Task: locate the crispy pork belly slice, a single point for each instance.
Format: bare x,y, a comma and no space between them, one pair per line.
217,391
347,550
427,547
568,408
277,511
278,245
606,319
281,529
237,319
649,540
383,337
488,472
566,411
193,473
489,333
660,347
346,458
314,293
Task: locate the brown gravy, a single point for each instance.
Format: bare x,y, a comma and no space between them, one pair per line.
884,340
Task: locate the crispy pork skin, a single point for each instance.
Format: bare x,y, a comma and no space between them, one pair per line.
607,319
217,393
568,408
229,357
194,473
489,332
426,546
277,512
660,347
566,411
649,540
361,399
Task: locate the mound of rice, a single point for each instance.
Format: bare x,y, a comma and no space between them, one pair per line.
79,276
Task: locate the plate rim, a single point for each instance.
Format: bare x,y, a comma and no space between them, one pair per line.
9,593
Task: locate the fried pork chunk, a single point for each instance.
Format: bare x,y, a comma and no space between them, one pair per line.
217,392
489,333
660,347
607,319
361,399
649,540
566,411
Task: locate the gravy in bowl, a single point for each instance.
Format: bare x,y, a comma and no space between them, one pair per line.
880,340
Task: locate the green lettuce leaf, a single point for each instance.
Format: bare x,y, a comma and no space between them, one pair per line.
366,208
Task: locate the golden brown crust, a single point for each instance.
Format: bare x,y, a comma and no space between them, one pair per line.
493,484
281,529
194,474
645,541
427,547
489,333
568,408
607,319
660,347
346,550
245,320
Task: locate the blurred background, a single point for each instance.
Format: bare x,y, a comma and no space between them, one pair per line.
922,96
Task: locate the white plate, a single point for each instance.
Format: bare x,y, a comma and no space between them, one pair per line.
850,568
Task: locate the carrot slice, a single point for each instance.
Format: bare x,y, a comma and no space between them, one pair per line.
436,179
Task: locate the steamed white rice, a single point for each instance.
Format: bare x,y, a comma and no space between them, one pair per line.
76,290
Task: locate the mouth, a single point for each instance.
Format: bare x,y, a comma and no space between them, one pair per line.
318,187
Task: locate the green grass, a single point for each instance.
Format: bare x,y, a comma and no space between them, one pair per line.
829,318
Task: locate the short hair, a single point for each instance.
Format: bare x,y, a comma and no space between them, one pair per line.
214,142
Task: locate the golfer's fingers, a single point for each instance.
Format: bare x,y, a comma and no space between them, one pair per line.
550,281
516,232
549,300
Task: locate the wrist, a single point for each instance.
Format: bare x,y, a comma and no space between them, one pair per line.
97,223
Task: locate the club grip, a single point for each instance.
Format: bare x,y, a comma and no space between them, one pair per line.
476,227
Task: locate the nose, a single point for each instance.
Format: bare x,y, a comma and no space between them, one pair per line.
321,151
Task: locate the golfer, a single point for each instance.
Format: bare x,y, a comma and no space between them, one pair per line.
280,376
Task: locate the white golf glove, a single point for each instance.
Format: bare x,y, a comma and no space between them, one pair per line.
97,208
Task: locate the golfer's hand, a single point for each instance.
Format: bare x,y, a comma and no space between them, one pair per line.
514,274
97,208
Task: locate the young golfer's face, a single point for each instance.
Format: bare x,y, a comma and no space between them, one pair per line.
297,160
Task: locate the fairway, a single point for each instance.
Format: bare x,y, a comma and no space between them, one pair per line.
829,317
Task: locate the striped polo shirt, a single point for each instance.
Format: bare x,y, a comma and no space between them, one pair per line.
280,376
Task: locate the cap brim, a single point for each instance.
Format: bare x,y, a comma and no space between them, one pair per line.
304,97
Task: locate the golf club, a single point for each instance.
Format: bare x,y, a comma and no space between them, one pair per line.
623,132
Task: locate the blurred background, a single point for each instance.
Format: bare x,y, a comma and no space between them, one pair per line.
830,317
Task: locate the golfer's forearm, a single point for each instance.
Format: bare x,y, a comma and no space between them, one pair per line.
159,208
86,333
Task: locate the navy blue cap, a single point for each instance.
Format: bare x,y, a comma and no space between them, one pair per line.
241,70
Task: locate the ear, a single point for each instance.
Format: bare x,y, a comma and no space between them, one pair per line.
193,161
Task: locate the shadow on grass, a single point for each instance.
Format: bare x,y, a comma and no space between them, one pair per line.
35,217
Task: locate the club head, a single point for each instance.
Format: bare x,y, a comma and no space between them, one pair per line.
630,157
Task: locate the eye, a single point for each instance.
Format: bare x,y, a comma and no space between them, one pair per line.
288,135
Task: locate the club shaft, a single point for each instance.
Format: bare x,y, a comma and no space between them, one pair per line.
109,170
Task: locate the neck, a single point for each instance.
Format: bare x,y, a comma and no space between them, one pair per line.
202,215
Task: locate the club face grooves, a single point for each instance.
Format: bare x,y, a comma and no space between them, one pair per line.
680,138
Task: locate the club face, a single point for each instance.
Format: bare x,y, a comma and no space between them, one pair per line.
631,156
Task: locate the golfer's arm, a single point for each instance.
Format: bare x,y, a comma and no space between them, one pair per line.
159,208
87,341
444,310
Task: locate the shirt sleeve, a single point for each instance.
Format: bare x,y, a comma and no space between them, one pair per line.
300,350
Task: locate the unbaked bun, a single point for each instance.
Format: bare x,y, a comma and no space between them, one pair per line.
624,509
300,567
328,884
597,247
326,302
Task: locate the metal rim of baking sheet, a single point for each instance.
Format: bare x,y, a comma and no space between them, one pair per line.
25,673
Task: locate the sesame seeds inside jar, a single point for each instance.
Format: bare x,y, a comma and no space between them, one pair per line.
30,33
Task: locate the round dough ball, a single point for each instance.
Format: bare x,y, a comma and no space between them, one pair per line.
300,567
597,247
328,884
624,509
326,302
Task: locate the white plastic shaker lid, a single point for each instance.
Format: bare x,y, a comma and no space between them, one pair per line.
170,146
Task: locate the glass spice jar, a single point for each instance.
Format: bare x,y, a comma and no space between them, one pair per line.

* _Directions for this task_: Start with the line above that contains "Task: locate the green lettuce" and stop after the line that contains "Task: locate the golden". Output those lines exactly, and only those.

* _Answer to the exercise_:
Task: locate the green lettuce leaf, a single point for each instance.
Format: bare x,y, a comma and no space between them, one pair per line.
366,208
Task: locate the golden brown crust, a single point for each instance.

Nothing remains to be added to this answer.